Après plusieurs reports, le film Marvel dédié à Black Widow est finalement sorti au cinéma ce mois de juillet 2021. Le long métrage n’est pas sorti que dans les salles obscures : pour un coût supplémentaire de 29,99 €, les abonnés à Disney+ pouvaient aussi le visionner. Une formule qui n’était toutefois pas disponible en France en raison de la chronologie des médias.
Mais voilà un nouveau rebondissement, le 29 juillet, dans le parcours tumultueux de Black Widow : Scarlett Johansson, qui incarne la célèbre héroïne, poursuit Disney en justice pour rupture de contrat en raison de la diffusion du film sur la plateforme Disney+.
Que dit la plainte ?
Dans le document de l’action en justice, on peut lire quelques détails sur les termes de ce contrat : en reconnaissance de la contribution de Scarlett Johansson au succès des films de la franchise, « Marvel et Mme Johansson ont convenu que sa rémunération pour le dernier film de l’Univers Cinématique Marvel, Black Widow, serait basée en grande partie sur les recettes du box-office générées par le film. » Or, la plainte précise que, pour honorer cet accord, il avait été convenu que la diffusion de Black Widow se ferait en salles.

DONNÉES EXTRAITES:
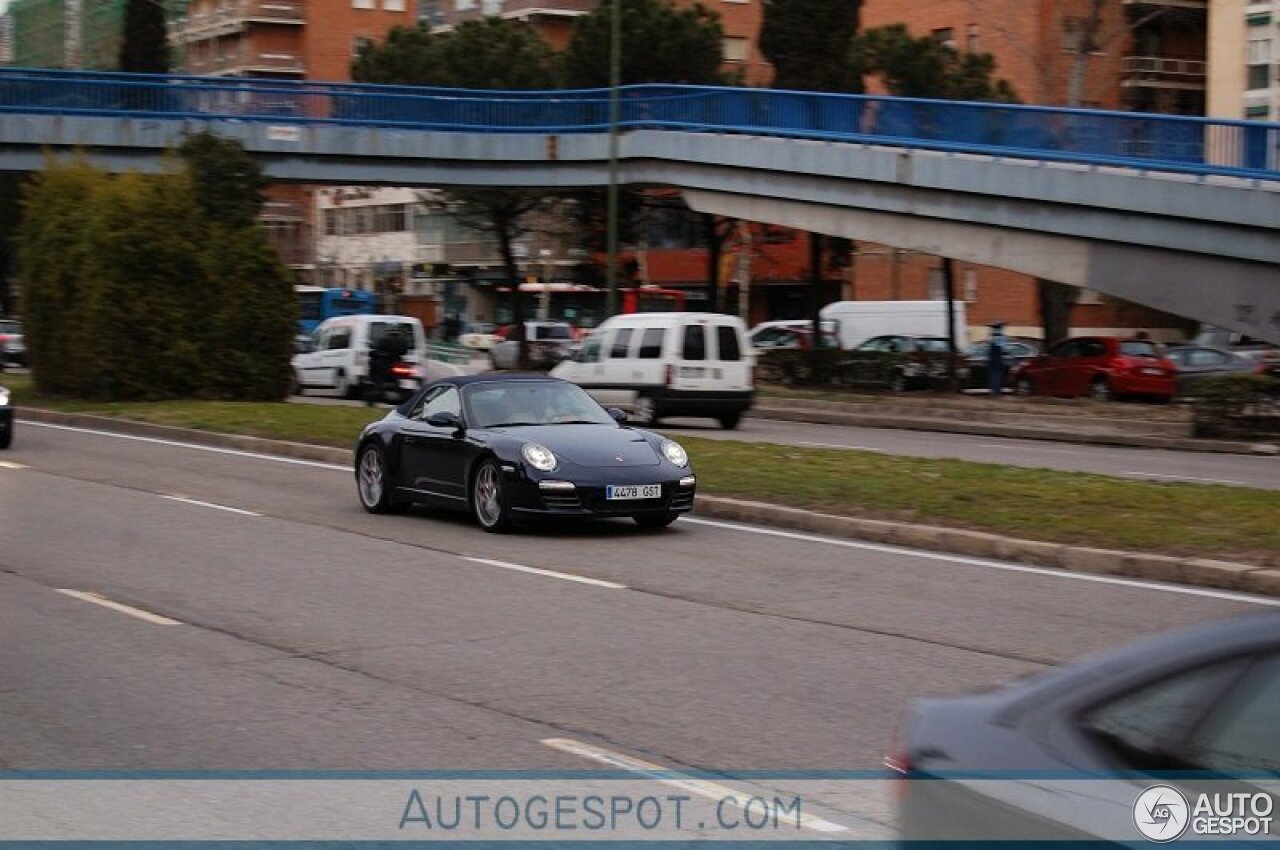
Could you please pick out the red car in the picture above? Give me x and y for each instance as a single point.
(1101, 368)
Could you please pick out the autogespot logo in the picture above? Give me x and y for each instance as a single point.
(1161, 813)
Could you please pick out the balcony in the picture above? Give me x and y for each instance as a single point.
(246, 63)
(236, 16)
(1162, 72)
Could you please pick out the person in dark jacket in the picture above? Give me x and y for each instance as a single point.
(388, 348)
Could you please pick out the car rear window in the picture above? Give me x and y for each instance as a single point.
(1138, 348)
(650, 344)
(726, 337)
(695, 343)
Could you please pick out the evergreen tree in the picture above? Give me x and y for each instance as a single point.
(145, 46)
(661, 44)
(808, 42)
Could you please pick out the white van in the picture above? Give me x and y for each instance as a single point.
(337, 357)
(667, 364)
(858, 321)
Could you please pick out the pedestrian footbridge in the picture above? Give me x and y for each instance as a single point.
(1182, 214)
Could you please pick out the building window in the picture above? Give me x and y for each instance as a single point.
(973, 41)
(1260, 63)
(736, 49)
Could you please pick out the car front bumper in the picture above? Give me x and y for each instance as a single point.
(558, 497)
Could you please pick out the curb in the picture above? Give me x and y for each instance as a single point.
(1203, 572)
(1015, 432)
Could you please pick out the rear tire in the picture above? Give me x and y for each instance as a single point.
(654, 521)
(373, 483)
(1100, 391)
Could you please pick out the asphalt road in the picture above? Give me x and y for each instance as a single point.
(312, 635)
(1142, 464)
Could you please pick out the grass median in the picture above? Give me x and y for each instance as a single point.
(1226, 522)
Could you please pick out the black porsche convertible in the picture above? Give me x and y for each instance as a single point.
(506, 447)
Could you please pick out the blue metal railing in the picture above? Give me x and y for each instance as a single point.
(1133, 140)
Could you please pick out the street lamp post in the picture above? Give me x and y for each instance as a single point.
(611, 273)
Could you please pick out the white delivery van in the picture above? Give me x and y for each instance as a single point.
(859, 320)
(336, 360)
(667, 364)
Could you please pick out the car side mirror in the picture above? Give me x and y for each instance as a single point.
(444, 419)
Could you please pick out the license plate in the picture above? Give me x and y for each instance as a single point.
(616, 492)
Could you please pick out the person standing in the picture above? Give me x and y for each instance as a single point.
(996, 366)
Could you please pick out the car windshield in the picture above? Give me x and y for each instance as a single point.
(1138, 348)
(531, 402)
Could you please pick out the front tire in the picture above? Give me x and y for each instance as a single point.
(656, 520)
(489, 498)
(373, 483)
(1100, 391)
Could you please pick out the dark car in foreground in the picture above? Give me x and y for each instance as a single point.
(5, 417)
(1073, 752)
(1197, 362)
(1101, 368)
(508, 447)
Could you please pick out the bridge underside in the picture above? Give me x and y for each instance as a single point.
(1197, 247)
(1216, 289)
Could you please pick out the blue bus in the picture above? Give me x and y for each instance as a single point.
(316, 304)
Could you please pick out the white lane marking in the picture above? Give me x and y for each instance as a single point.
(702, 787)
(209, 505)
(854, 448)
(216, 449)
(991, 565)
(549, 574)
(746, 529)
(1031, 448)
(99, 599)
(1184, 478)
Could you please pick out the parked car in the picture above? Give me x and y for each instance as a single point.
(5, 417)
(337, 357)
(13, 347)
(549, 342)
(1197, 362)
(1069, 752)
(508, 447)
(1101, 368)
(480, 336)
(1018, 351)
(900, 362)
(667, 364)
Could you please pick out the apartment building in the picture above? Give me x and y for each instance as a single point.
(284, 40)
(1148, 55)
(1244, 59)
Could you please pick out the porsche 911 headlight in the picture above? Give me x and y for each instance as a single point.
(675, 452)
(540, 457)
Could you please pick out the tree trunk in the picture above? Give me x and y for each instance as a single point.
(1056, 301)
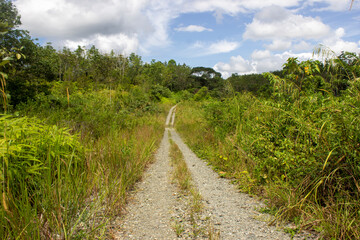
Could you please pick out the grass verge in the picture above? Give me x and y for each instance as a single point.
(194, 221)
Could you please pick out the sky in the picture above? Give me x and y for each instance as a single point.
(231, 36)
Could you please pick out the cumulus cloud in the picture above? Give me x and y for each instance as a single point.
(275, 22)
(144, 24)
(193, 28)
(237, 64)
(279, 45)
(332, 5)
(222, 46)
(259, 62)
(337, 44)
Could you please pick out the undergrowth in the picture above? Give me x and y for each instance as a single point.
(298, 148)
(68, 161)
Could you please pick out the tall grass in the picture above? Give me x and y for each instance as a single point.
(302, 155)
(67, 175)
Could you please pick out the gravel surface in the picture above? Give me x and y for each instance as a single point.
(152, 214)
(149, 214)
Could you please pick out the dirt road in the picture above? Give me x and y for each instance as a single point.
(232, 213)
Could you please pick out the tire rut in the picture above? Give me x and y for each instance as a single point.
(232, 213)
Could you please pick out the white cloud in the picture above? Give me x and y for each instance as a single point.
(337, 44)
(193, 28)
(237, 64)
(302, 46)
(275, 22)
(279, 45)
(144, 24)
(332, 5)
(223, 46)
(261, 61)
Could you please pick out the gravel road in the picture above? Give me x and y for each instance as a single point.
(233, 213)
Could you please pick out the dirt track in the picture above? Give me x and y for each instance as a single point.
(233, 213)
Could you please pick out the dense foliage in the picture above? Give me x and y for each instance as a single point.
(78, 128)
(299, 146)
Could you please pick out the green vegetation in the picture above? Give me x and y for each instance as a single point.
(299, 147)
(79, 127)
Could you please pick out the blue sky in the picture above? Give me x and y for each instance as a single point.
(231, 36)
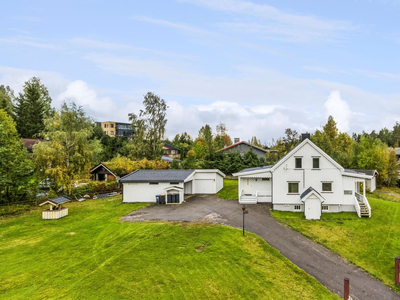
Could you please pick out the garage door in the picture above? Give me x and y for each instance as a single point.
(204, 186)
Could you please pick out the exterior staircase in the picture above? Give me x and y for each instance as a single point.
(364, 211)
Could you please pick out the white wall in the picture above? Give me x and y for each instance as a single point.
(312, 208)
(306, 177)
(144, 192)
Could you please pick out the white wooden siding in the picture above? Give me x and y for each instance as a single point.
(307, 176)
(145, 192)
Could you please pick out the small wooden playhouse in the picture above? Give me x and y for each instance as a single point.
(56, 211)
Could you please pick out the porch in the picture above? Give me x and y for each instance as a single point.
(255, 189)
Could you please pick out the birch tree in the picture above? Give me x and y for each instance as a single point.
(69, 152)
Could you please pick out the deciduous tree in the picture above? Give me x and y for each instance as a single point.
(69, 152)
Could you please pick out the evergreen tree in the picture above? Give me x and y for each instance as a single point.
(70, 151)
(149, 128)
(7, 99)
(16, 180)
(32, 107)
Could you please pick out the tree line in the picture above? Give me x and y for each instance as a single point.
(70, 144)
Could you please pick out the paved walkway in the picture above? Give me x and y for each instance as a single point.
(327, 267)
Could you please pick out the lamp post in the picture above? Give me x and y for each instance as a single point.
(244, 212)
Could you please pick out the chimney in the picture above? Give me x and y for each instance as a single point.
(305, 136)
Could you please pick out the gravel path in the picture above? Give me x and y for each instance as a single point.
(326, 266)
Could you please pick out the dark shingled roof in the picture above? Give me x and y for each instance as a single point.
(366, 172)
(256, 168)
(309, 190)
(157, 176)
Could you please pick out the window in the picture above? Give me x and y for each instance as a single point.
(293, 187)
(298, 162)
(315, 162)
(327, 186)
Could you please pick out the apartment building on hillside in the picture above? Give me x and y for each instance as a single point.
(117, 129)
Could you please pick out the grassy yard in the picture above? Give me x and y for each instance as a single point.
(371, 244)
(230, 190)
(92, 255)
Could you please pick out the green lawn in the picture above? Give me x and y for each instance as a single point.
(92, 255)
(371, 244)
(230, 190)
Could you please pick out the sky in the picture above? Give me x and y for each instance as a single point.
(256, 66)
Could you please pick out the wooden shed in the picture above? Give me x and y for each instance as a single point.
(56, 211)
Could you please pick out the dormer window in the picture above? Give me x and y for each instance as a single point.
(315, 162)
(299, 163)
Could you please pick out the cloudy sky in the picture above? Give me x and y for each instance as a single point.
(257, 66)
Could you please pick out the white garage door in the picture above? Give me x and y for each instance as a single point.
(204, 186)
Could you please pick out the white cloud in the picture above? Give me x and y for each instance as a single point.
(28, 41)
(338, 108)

EXERCICES À TRAITER:
a - Reformulez plus brièvement le paragraphe de l'extrait qui commence par « Après plusieurs reports », en conservant ses faits principaux.
b - Prolongez l'extrait consacré à la plainte de Scarlett Johansson contre Disney, en reprenant après sa dernière phrase.
Les entrées constituent un matériau distinct de l'extrait.

RÉSULTATS PAR EXERCICE:
a - Après plusieurs reports, le film Marvel Black Widow est sorti au cinéma en juillet 2021. Les abonnés à Disney+ pouvaient aussi le visionner moyennant 29,99 € supplémentaires. Cette formule n'était toutefois pas proposée en France, en raison de la chronologie des médias.

b -
« Comme Mme Johansson, Disney, Marvel, et tout le monde à Hollywood le savent, une diffusion en salles signifie que la diffusion se fait exclusivement dans les salles de cinéma. Disney était au courant de cette promesse, mais a néanmoins demandé à Marvel de rompre sa promesse et de diffuser le film sur le service de streaming Disney+ le jour même de sa sortie dans les salles de cinéma. » La plainte ajoute qu’après l’annonce de la sortie sur Disney+, Scarlett Johansson a engagé une négociation avec Disney, mais sans succès.
Dans un communiqué transmis à la presse ce 30 juillet 2021 au matin, Disney contre-attaque. Le groupe estime que la « plainte est dénuée de tout fondement », ajoutant qu’il n’y a pas eu de rupture de contrat et qu’elle avait déjà reçu une compensation « en plus des 20 millions de dollars qu’elle a reçus à ce jour ». L’entreprise va même plus loin en reprochant moralement la plainte : « Cette action en justice est particulièrement triste et affligeante par son manque de considération pour les effets horribles et prolongés de la pandémie de Covid-19. »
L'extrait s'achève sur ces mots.